Your goal: Write out each of the entries below word for word, leaving out the pictures.

Extracted records:
•••
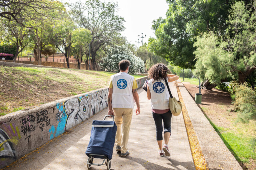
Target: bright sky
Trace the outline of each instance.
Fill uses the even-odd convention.
[[[119,10],[117,14],[124,18],[124,23],[126,28],[121,33],[126,37],[128,42],[138,46],[139,38],[146,35],[143,39],[143,43],[147,43],[150,37],[155,37],[154,32],[151,29],[152,22],[160,17],[166,18],[165,14],[168,8],[166,0],[101,0],[105,2],[112,1],[117,3]],[[77,0],[63,0],[70,3],[75,2]],[[142,40],[140,38],[140,42]],[[140,46],[141,43],[139,44]]]

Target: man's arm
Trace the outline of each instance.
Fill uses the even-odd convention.
[[[179,77],[179,76],[175,74],[167,74],[167,77],[168,77],[168,82],[171,82],[177,80]]]
[[[147,97],[148,100],[151,99],[151,93],[149,90],[149,88],[148,87],[148,91],[147,91]]]
[[[140,99],[139,98],[139,94],[137,92],[136,89],[132,89],[132,95],[133,95],[133,98],[134,98],[135,102],[137,105],[137,109],[136,109],[136,115],[138,115],[140,113]]]
[[[110,115],[114,115],[114,112],[112,109],[112,93],[113,88],[108,88],[108,114]]]

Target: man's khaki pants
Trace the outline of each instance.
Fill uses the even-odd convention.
•••
Exercise response:
Target: bright sky
Trace the outline of each instance.
Fill uses the even-odd convention.
[[[119,10],[117,14],[124,18],[124,23],[126,28],[121,33],[126,37],[128,42],[138,46],[139,38],[146,35],[143,39],[143,43],[147,43],[150,37],[155,37],[154,32],[151,29],[152,22],[160,17],[166,18],[165,14],[168,8],[166,0],[101,0],[105,2],[112,1],[117,3]],[[77,0],[63,0],[70,3],[75,2]],[[142,40],[140,38],[140,42]],[[140,46],[141,43],[139,44]]]

Target: man's arm
Trace the outline of each instance.
Fill uses the even-odd convention.
[[[179,77],[179,76],[175,74],[167,74],[167,77],[168,77],[168,82],[171,82],[177,80]]]
[[[147,97],[148,100],[151,99],[151,93],[149,90],[149,88],[148,87],[148,91],[147,91]]]
[[[140,99],[139,98],[139,94],[137,92],[136,89],[132,89],[132,95],[133,95],[133,98],[134,98],[135,102],[137,105],[137,109],[136,109],[136,115],[138,115],[140,113]]]
[[[110,115],[114,115],[114,112],[112,109],[112,93],[113,88],[108,88],[108,114]]]

Target: man's khaki pants
Trace the outline of each instance.
Fill uses the even-odd convention.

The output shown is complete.